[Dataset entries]
>> Begin

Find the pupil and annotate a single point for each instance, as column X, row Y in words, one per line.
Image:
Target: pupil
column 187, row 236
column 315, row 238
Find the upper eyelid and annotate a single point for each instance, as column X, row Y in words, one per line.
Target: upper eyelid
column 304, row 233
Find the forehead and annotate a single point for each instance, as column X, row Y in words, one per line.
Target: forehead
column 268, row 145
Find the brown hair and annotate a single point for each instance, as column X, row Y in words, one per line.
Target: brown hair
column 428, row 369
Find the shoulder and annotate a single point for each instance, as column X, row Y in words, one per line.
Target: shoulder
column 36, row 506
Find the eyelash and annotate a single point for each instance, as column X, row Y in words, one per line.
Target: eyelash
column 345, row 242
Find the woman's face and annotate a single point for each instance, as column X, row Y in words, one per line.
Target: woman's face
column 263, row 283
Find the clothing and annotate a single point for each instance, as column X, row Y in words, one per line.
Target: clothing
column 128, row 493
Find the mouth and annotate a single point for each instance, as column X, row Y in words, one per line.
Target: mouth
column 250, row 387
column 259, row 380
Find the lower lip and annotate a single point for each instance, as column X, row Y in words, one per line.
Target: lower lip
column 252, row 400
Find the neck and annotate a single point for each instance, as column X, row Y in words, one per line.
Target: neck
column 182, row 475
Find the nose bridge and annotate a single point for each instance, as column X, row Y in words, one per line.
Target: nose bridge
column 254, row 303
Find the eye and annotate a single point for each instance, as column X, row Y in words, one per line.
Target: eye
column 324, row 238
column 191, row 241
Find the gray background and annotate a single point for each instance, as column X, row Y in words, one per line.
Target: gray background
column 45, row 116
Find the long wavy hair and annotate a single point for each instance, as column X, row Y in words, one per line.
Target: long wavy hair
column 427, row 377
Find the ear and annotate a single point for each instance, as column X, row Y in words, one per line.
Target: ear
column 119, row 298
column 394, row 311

>> End

Copy every entry above line for line, leaving each one unchanged.

▸ Task answer
Find the pupil and annotate a single point for each instance, as column X, row Y in words, one per line.
Image:
Target: pupil
column 187, row 236
column 315, row 238
Find the upper eyelid and annotate a single point for each instance, as column X, row Y in words, one per line.
Target: upper eyelid
column 304, row 233
Find the forehead and annotate a single point for each instance, as column X, row Y in words, one per line.
Target: forehead
column 268, row 145
Find the brown hair and annotate a single point for each instance, as column X, row Y in words, one per line.
Target: brown hair
column 428, row 369
Find the shoulder and annotate a single point for each instance, as column X, row Y in words, one per line.
Target: shoulder
column 36, row 506
Find the eyelash and annotate a single point for each instance, as column X, row Y in words, one per line.
Target: eyelash
column 345, row 242
Find the woman's face and annotate a single point for each instance, as column X, row Y in words, one per line.
Target: woman's face
column 263, row 283
Find the clothing and annotate a single point for each instance, as column X, row Y in words, one per line.
Target: clothing
column 128, row 493
Find the mouth and annotate a single point for each instance, as column X, row Y in words, one per line.
Target: mouth
column 250, row 387
column 259, row 380
Find the lower lip and annotate a single point for each instance, as column X, row Y in words, one per line.
Target: lower lip
column 252, row 400
Find the neck and annotate a single point for each instance, as column X, row Y in words, one per line.
Target: neck
column 182, row 475
Find the nose bridge and annotate a single point for each instance, as column X, row Y in words, one per line.
Target: nose bridge
column 254, row 303
Find the eye and annotate a single point for each instance, as column X, row Y in words, one per line.
Target: eye
column 324, row 238
column 191, row 241
Find the gray background and annotate a single point for each instance, as column X, row Y in words, one per line.
Target: gray background
column 45, row 116
Find the long wavy hair and annotate a single point for each instance, as column X, row Y in words, one per line.
Target: long wavy hair
column 427, row 377
Find the ear and annotate a single point for each instance, as column X, row Y in words, one per line.
Target: ear
column 119, row 298
column 394, row 311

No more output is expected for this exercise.